### To be done:
Write the data below out exactly as it stands. Do not include the pictures.

== The data ==

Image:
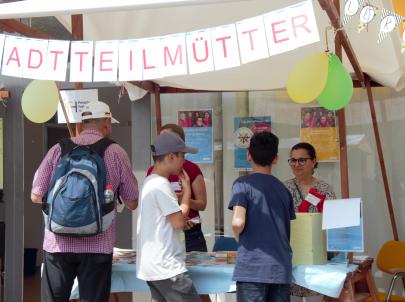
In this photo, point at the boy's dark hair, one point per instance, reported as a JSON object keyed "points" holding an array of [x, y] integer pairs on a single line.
{"points": [[309, 148], [263, 148]]}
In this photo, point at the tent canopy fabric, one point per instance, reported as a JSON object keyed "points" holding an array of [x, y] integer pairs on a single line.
{"points": [[383, 62]]}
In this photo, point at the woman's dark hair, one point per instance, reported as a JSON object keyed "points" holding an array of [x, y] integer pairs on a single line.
{"points": [[309, 148]]}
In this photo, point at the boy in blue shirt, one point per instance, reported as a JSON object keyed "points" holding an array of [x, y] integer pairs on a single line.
{"points": [[262, 209]]}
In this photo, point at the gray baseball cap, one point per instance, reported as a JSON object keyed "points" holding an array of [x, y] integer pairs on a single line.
{"points": [[167, 142]]}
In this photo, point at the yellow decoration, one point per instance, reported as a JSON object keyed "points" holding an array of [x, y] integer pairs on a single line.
{"points": [[308, 78], [40, 101], [308, 240]]}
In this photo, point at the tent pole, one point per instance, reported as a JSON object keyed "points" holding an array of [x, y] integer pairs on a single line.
{"points": [[158, 109], [344, 171], [381, 158], [77, 35]]}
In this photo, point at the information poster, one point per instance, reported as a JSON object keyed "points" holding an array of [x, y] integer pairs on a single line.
{"points": [[245, 127], [319, 128], [75, 101], [197, 125], [350, 239]]}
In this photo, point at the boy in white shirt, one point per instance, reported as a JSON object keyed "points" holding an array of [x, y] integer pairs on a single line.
{"points": [[160, 259]]}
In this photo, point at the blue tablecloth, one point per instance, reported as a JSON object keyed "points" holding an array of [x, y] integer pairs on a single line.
{"points": [[325, 279]]}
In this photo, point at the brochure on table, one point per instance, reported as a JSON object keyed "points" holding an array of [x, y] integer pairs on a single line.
{"points": [[343, 221]]}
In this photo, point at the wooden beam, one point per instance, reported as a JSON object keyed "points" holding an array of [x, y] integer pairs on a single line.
{"points": [[4, 94], [333, 14], [381, 158], [14, 26], [158, 109], [182, 90]]}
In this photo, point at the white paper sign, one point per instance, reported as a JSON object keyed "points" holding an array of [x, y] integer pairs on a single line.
{"points": [[199, 53], [105, 61], [57, 59], [225, 48], [341, 213], [152, 60], [252, 40], [36, 57], [291, 27], [130, 61], [174, 55], [13, 56], [2, 37], [81, 61], [75, 101]]}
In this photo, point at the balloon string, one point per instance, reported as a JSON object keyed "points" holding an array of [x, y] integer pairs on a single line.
{"points": [[64, 112]]}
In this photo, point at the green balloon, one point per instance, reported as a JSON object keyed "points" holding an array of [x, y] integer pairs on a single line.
{"points": [[40, 101], [338, 90]]}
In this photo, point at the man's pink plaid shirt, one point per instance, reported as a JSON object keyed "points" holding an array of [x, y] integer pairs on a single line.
{"points": [[119, 174]]}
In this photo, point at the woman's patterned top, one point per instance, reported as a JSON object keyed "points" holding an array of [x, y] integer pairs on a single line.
{"points": [[298, 193]]}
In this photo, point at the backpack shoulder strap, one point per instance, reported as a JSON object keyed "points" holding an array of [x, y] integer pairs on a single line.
{"points": [[66, 145], [101, 145]]}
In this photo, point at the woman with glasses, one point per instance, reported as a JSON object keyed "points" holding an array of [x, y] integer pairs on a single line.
{"points": [[308, 192]]}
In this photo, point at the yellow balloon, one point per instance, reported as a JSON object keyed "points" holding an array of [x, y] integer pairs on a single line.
{"points": [[40, 101], [308, 78]]}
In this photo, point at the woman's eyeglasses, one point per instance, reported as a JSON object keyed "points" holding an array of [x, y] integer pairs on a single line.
{"points": [[301, 161]]}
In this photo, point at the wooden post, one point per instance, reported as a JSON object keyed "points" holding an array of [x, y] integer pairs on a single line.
{"points": [[77, 35], [381, 158], [344, 171], [158, 109]]}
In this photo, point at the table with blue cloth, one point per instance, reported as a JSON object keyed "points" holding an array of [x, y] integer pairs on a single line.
{"points": [[327, 279]]}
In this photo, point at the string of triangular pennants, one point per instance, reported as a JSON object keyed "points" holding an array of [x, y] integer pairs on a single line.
{"points": [[368, 12]]}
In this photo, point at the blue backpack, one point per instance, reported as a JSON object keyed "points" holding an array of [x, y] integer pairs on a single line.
{"points": [[75, 204]]}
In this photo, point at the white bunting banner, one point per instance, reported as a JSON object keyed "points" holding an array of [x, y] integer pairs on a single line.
{"points": [[105, 61], [57, 60], [389, 21], [81, 61], [36, 54], [14, 56], [199, 51], [290, 28], [252, 40], [130, 60], [224, 40], [194, 52], [174, 55], [2, 37], [152, 58]]}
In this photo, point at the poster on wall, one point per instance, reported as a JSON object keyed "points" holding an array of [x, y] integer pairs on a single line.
{"points": [[244, 128], [319, 128], [197, 125]]}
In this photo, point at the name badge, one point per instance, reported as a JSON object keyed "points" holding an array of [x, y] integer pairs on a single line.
{"points": [[312, 199]]}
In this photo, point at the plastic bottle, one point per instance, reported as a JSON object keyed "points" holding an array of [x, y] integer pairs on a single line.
{"points": [[108, 194]]}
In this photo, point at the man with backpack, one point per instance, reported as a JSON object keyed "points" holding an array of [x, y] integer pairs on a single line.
{"points": [[76, 184]]}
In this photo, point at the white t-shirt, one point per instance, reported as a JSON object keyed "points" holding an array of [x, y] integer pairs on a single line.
{"points": [[160, 253]]}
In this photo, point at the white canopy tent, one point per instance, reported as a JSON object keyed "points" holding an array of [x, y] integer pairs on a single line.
{"points": [[104, 20]]}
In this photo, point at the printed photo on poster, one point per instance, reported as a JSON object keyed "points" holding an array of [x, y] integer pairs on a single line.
{"points": [[244, 128], [197, 126], [319, 128]]}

===

### Exercise output:
Image:
In this photo, point at the boy's dark hair, one point per instance, reported as a JSON object keyed "points" holding an array of [x, y] integer pairs on a single line.
{"points": [[309, 148], [263, 148]]}
In this photo, point at the tent canopy fabric, one point per instance, reported as a JSON object keyed "points" holding an array of [x, y] integer pairs on a single line.
{"points": [[383, 62]]}
In this photo, point at the woman's dark hair, one point per instance, reported as a JSON object keyed "points" holding an array of [x, y] integer pairs on a single line.
{"points": [[309, 148]]}
In this photo, point at the boy in blue shirt, one point per instance, reported as a JSON object keyed "points" holding an array of [x, y] integer pairs on a single line.
{"points": [[262, 209]]}
In this photo, point at the gray baseball cap, one point per instance, reported as a JSON object keyed "points" holding an array of [x, y] integer pairs on a single line.
{"points": [[167, 142]]}
In this photo, point at the yellow decoration, one point per instance, reported as a JSON object keyed "points" holding an array of [x, y] integer pairs on a single line.
{"points": [[308, 78], [40, 101], [308, 240]]}
In this photo, point at the tent pole, one point per instance, reported as a JSON object keyed "points" holding an array of [x, y] integer pairs on a single line.
{"points": [[158, 109], [344, 171], [381, 158], [77, 35]]}
In this photo, point at the information poster, one point per instance, reported as a JSON object keyed "points" holding an array of [x, y] integer pairs on a single line.
{"points": [[245, 127], [319, 128], [75, 101], [197, 125], [350, 239]]}
In this photo, point at the boy in white shirt, one point per instance, reported as a JSON object keyed "points" holding an array of [x, y] integer pairs on a single line.
{"points": [[160, 259]]}
In this photo, point at the blue tablecloth, one point per instance, reported as a JSON object keyed "points" holding an array of [x, y] integer pairs on a single line.
{"points": [[325, 279]]}
In this photo, point at the brochure on table, one point per instance, reported as a JSON object keyed "points" holding an array of [x, y] integer pairs on a single line.
{"points": [[343, 221]]}
In this photo, point at the wooden beam, one point per instance, reported as a JSON object keyed "points" holding an array of [x, y] integer pairs on a single line.
{"points": [[4, 94], [333, 14], [381, 158], [14, 26], [158, 109], [182, 90]]}
In this photo, point at the white paper sign, one point per instance, reported as a JSON object keyed "points" holding an array of [x, y] integer pairs on a single line.
{"points": [[199, 53], [105, 61], [57, 59], [225, 48], [341, 213], [152, 60], [252, 40], [36, 57], [291, 27], [130, 61], [174, 55], [13, 56], [2, 37], [81, 61], [75, 101]]}
In this photo, point at the balloon string, one point per instance, reported as a JSON object keyed "points" holding an array of [x, y] integer pairs on a single line.
{"points": [[64, 112]]}
In this photo, point at the green balloon, one point per instance, reported as a JSON object keyed "points" holding an array of [x, y] integer pairs on a single line.
{"points": [[40, 101], [338, 90]]}
In this photo, point at the man's pink plaid shirt, one point per instance, reported as a JSON object keyed "points" holding an array of [x, y] integer pairs on a single line.
{"points": [[119, 174]]}
In this photo, point at the woman's patterned top, one point per instance, reported as a JSON object keyed "points" holding an array of [x, y] integer pairs on a single line.
{"points": [[298, 193]]}
In this photo, point at the backpack shoulder strap, one point per instance, reported as a JSON object keyed "points" holding an array of [x, y] integer pairs on a single line.
{"points": [[66, 145], [101, 145]]}
In this photo, point at the woman with glasses, one point per instance, reported as a JSON object keyed "points" holding an array of [x, y] integer pairs on a single line.
{"points": [[308, 192]]}
In this photo, point at the yellow balloon, one point per instance, reported as a JSON object keyed "points" holding an array of [x, y] integer pairs on a single line.
{"points": [[40, 101], [308, 78]]}
In this photo, point at the woman's eyeglasses, one point per instance, reported as a JSON object keyed "points" holding an array of [x, y] integer pairs on a single line.
{"points": [[301, 161]]}
In this photo, point at the wooden post, one point per instance, reported as a JSON object keyed "points" holding an array of [x, y] integer pairs on a single line.
{"points": [[77, 35], [381, 158], [344, 171], [158, 109]]}
In this photo, point at the table with blue cloth, one point per instance, reported as a JSON object keyed "points" holding an array of [x, y] integer pairs on a single line.
{"points": [[327, 279]]}
In this photo, point at the string of triangular pennants, one point per instance, reported as a JSON object keyed "points" holding an array of [x, y] integer pairs on a single line.
{"points": [[368, 12]]}
In this photo, point at the blue backpack, one point per instance, reported as a JSON object keyed "points" holding an array of [x, y] integer pairs on a single line.
{"points": [[75, 204]]}
In this photo, point at the white bunting banner, one point per instance, reported as a JSON object keyed "points" holding an array of [x, y] integer pairs on a single line.
{"points": [[105, 61], [57, 60], [389, 21], [81, 61], [36, 54], [14, 56], [199, 51], [290, 28], [252, 40], [130, 60], [224, 40], [194, 52], [174, 55], [2, 37], [152, 58]]}
In this photo, point at the poster on wall, one point per instance, reported as a JSON object keyed "points" holding an array of [x, y] integer pairs on a single line.
{"points": [[244, 128], [319, 128], [197, 125]]}
In this photo, point at the name badge, one point per instance, reported as a JSON object keyed "points" holding an array of [x, y] integer pairs on a single line.
{"points": [[312, 199]]}
In this photo, point at the plastic bottle, one point per instance, reported as a JSON object keyed "points" holding an array of [x, y] integer pairs on a single line.
{"points": [[108, 194]]}
In this photo, point at the man with backpack, one point per instance, reported as a JSON object keyed "points" holding an array of [x, y] integer pairs on a single line.
{"points": [[76, 184]]}
In this photo, point at the white t-shirt, one point per instance, reported as a JSON object keyed "points" holding an array of [x, y] integer pairs on a single line.
{"points": [[160, 253]]}
In this photo, point at the white canopy tent, one point per instance, reported as a JSON object keyed "points" holding an array of [x, y] integer pairs on a single line.
{"points": [[104, 20]]}
In this photo, point at the printed photo on poster, one point per instance, reported as a JSON object keyed "points" holding an array of [x, y] integer pairs on a single line.
{"points": [[244, 128], [197, 126], [319, 128]]}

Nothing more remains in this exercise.